REQUEST A ▸ List every line of the listing that contains the string "butterfly", treating uppercase and lowercase letters as different.
REQUEST B ▸ Continue the climbing account about the Orkney sea cliff from the point where it stops.

DOCUMENT SECTION ▸
As we made our abseils, the sight of Diff 300 metres above spinning in a whirlwind of mist and space above us as he stripped the filming ropes was quite a sight.
Timing good conditions, partners and the fitness needed for this climb is damn hard to pull off. Back to the waiting, and training game.



Michael, still looking cheery after a long day



Claire feeling the chill after 8 hours on the edge of the cliff in a gale, filming our ‘progress’.



Diff - it was this big?

Sunday, 23 May 2010

Orkney false start


With V13 fitness finally regained after the endless winter of snowy mountaineering, I was obviously keen to get back to me project on Orkney - freeing the original line of the Longhope Route. But winter, in the northern end of the UK at least, wasn’t giving in just yet. 


But we went anyway. It was kind of as bad as we expected, but worth going anyway. Donald and I spent a couple of days on the wall, one dangling about on the top and one on the bottom pitches. A lot of shivering was done, and trying to climb an F8c pitch in full winter mountaineering clothing didn’t fully work out. So we bailed without a great deal of deliberation.

(Dataset excerpt)
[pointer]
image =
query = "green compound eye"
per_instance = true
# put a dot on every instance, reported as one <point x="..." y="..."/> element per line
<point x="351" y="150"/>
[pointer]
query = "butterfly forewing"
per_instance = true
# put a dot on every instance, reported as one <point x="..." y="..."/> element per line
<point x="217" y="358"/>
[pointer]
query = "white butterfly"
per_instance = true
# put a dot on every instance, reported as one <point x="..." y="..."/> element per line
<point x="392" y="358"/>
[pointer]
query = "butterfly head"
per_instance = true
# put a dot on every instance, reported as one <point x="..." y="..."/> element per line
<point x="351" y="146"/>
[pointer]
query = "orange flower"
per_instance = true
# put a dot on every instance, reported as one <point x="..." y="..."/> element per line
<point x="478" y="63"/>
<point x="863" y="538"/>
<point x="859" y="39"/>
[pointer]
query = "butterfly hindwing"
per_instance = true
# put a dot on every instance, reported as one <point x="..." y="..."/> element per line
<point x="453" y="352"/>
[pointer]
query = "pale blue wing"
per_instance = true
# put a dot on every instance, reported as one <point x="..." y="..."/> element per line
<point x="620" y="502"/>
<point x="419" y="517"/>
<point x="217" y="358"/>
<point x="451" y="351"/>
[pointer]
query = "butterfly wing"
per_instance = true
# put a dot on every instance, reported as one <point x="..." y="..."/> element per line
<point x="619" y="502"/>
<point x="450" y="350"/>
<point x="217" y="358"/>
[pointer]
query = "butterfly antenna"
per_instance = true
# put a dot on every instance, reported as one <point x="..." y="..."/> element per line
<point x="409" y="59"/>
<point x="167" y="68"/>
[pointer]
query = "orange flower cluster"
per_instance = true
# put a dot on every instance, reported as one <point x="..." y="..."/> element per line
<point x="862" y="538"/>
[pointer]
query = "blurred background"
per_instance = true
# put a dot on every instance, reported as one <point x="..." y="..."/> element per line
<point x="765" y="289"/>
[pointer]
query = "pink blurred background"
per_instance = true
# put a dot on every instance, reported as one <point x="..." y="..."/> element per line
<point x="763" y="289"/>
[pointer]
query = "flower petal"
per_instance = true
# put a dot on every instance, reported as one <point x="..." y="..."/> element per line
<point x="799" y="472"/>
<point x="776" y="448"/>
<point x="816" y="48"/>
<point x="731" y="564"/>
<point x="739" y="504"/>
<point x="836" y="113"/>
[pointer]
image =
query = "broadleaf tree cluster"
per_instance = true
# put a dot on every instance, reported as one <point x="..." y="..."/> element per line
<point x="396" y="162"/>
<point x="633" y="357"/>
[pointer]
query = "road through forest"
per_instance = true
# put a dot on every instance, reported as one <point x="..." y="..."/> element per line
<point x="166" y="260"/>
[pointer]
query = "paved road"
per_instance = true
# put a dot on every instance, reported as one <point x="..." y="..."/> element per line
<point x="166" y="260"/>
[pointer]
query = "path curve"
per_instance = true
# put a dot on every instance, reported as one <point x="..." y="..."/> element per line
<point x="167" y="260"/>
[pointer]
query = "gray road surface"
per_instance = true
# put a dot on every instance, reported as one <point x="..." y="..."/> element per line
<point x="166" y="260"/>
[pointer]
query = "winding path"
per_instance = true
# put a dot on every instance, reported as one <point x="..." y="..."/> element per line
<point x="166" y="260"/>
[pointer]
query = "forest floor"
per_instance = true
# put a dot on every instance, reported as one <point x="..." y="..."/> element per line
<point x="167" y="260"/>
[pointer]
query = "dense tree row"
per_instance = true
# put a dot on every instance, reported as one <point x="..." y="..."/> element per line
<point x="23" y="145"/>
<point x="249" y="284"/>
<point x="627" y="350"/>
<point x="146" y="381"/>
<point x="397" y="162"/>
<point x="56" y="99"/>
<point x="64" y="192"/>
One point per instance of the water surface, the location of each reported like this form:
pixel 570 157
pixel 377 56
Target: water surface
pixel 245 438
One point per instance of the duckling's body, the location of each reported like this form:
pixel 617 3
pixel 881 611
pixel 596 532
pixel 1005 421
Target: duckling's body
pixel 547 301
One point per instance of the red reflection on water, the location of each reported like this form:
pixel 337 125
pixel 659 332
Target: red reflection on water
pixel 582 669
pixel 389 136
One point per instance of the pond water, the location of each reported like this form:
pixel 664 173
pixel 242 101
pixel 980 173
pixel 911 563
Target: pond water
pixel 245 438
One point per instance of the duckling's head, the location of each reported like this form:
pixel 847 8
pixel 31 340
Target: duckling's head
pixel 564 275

EXPECTED ANSWER A ▸
query = "butterfly forewing"
query = "white butterfly"
query = "butterfly head"
query = "butterfly hindwing"
query = "butterfly wing"
query = "butterfly antenna"

EXPECTED ANSWER B ▸
Nevertheless I learned some more things about the route, namely that I need more time on it and it’s going to be damn hard. And visiting Orkney is always a pleasure. It was good to see that Donald found the lower pitches as adventurous as I think they are. I did almost have a nasty fall when a block I was holding onto parted company with the wall while a loooong way above a runner. A missed heartbeat to say the least. 
The appetite is well and truly stoked for a proper encounter when the ocean warms up to something less than arctic.